[SOURCE DATA]
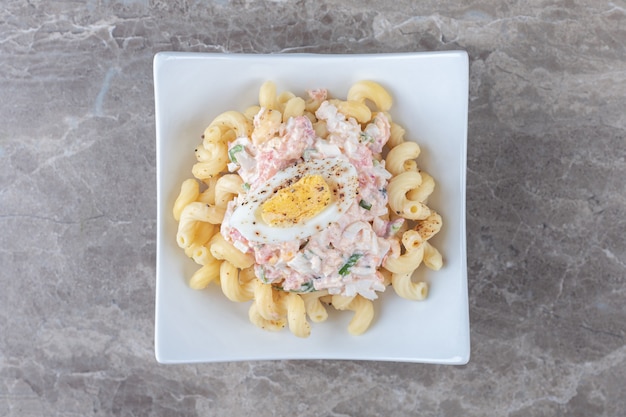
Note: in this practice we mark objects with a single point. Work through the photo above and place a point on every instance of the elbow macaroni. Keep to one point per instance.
(202, 202)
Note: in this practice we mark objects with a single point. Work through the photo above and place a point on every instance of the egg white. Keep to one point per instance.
(342, 179)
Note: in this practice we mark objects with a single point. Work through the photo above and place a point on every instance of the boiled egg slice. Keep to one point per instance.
(297, 202)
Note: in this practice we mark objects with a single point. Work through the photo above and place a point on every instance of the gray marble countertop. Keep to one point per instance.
(546, 208)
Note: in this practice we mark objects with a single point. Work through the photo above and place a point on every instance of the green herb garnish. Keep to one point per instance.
(232, 151)
(352, 260)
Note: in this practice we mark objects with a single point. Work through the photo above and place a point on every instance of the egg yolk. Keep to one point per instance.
(297, 203)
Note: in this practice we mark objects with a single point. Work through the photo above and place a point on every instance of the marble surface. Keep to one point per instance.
(546, 208)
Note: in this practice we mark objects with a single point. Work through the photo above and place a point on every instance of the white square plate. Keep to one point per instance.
(430, 92)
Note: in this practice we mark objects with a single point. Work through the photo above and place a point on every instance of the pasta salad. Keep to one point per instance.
(301, 203)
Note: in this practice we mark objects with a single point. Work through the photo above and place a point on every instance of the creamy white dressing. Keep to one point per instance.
(344, 257)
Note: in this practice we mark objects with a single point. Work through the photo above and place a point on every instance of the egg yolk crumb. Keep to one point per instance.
(297, 203)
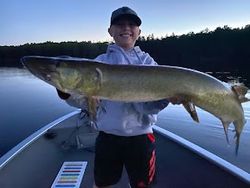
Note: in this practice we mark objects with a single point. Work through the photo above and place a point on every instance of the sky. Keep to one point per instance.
(36, 21)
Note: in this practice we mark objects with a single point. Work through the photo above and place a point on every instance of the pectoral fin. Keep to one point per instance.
(92, 107)
(190, 107)
(225, 126)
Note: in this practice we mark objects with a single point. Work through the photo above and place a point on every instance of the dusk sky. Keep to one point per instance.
(33, 21)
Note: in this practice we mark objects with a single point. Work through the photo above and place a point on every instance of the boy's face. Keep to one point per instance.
(125, 33)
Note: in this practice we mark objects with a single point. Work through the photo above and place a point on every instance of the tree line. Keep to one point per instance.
(223, 50)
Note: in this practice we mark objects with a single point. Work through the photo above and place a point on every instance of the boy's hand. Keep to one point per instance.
(175, 100)
(62, 95)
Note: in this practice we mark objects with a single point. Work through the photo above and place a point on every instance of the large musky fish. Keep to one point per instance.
(138, 83)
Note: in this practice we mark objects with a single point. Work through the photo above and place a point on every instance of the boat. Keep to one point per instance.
(61, 154)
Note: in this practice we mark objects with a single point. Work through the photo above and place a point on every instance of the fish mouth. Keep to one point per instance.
(42, 67)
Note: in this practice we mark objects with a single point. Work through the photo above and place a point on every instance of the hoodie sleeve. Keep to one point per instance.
(153, 107)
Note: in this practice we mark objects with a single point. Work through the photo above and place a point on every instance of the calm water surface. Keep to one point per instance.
(28, 104)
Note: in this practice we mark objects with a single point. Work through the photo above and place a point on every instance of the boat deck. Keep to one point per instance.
(38, 164)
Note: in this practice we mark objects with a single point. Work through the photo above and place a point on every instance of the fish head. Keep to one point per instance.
(70, 75)
(44, 68)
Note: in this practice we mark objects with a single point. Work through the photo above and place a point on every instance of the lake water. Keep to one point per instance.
(27, 104)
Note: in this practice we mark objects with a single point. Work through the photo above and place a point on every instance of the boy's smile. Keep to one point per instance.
(125, 33)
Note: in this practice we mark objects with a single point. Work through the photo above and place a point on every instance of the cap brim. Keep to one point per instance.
(135, 18)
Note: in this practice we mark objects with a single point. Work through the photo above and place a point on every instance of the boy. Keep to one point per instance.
(126, 136)
(125, 129)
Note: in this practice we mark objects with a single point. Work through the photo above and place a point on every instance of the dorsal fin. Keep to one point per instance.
(240, 90)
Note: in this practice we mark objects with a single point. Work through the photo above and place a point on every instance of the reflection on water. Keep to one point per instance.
(27, 104)
(209, 133)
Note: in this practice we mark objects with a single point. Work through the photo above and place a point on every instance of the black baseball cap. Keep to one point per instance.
(124, 12)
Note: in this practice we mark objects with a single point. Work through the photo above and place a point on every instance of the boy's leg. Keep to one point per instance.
(140, 161)
(108, 165)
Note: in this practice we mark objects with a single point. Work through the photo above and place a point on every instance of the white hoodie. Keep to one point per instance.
(127, 119)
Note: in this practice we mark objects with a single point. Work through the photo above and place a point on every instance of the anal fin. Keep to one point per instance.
(190, 107)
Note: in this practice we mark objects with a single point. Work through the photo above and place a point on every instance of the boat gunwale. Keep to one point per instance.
(230, 168)
(33, 137)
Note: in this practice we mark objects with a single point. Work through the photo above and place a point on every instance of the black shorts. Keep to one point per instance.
(136, 153)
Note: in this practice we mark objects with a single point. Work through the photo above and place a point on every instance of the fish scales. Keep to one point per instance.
(138, 83)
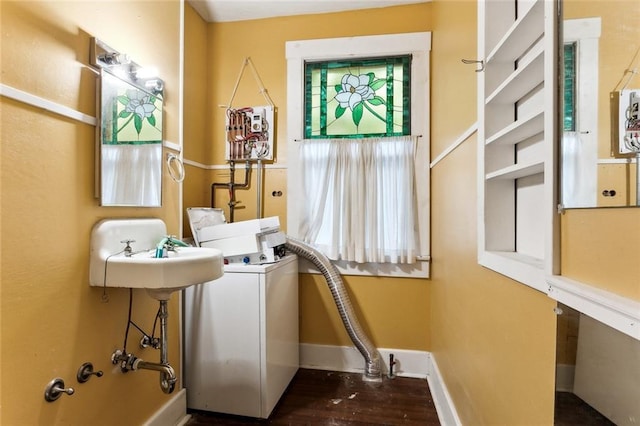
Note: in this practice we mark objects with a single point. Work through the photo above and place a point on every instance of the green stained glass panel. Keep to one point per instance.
(569, 96)
(358, 98)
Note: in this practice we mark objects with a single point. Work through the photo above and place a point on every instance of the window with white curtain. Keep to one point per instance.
(361, 195)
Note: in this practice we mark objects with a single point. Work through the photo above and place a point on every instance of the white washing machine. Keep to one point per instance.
(241, 338)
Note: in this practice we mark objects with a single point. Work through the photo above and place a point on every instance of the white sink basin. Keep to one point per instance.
(185, 266)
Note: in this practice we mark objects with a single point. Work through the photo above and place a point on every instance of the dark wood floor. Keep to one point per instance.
(572, 411)
(318, 397)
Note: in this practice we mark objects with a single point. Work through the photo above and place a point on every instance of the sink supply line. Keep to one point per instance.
(129, 362)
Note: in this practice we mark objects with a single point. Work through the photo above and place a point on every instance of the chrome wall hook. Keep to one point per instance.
(86, 371)
(474, 61)
(55, 388)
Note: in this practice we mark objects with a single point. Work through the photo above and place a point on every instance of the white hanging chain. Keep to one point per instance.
(263, 90)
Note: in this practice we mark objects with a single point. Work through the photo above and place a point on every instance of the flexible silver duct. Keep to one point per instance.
(372, 369)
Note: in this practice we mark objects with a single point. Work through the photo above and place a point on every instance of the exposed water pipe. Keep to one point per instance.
(372, 371)
(129, 361)
(232, 186)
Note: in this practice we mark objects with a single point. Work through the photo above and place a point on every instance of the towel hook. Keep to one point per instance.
(474, 61)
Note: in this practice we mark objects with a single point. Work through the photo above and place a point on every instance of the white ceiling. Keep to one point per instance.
(240, 10)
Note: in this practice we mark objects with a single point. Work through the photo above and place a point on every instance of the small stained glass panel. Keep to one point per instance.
(569, 97)
(358, 98)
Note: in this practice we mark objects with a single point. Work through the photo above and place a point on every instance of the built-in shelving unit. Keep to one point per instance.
(516, 127)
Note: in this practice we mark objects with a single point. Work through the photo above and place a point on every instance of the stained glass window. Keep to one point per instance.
(358, 98)
(569, 96)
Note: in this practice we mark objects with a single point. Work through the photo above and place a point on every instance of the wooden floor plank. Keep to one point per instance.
(318, 397)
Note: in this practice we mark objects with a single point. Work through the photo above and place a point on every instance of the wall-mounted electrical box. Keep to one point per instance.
(249, 133)
(625, 123)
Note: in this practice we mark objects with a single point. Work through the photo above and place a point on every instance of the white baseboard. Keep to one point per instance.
(408, 363)
(417, 364)
(447, 413)
(564, 377)
(172, 413)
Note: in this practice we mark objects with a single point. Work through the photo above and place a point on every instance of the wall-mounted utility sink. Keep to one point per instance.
(112, 266)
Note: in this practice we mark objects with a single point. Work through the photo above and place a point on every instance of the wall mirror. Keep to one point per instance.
(130, 134)
(597, 374)
(600, 81)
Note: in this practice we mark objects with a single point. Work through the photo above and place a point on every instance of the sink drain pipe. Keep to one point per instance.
(372, 371)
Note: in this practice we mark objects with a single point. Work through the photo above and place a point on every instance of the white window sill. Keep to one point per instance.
(420, 269)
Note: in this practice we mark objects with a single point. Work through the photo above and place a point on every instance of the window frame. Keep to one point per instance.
(419, 46)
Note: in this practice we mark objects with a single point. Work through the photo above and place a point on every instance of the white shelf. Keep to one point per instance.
(519, 130)
(517, 171)
(528, 76)
(522, 34)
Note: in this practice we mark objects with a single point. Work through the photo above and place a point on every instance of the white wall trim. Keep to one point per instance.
(417, 44)
(447, 413)
(172, 413)
(410, 363)
(463, 137)
(63, 110)
(565, 374)
(47, 105)
(618, 312)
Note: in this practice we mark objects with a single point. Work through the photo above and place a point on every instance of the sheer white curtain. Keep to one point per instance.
(359, 201)
(132, 175)
(579, 171)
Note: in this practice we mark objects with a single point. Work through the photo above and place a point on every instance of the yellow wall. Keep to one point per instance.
(52, 320)
(486, 331)
(618, 49)
(394, 311)
(599, 246)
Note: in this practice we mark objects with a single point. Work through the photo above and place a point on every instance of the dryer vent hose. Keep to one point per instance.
(372, 369)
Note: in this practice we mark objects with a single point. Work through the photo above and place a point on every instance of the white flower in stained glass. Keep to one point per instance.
(354, 92)
(138, 106)
(355, 89)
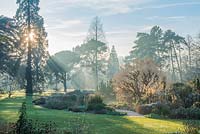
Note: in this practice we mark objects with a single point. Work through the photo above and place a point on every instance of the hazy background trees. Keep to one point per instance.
(33, 41)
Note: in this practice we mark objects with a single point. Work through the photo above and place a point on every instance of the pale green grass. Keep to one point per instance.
(101, 124)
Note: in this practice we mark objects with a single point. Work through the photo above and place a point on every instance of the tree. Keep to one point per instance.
(149, 45)
(33, 35)
(113, 63)
(62, 64)
(96, 34)
(139, 82)
(173, 41)
(9, 46)
(87, 52)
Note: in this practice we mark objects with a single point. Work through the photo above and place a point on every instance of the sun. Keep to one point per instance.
(32, 36)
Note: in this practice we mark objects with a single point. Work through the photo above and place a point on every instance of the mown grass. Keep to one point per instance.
(100, 124)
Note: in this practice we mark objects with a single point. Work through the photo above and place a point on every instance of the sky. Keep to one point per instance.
(67, 21)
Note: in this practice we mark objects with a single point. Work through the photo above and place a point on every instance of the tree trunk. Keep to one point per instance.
(29, 86)
(172, 64)
(176, 57)
(65, 82)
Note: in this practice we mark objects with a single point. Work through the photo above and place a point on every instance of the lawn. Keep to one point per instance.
(100, 124)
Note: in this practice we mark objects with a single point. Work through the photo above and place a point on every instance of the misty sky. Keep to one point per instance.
(67, 21)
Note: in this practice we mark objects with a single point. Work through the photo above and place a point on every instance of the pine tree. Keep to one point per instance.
(33, 40)
(96, 34)
(113, 63)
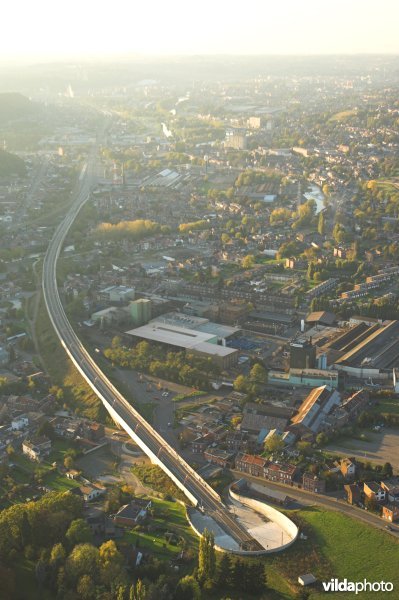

[THE PROBLEM]
Return every line of the data above that contains the string "surface", treating uppercase and lowercase letters as different.

[RESULT BELOW]
Note: in this practice we mark objects with a single point. Work through the photo above and place a point on every instance of the marble surface. Keep to one point per instance.
Note: in this practice we mark objects with a single point. Work through the photo above and place a point on every instance of the calm water surface. Keep to one point per instance.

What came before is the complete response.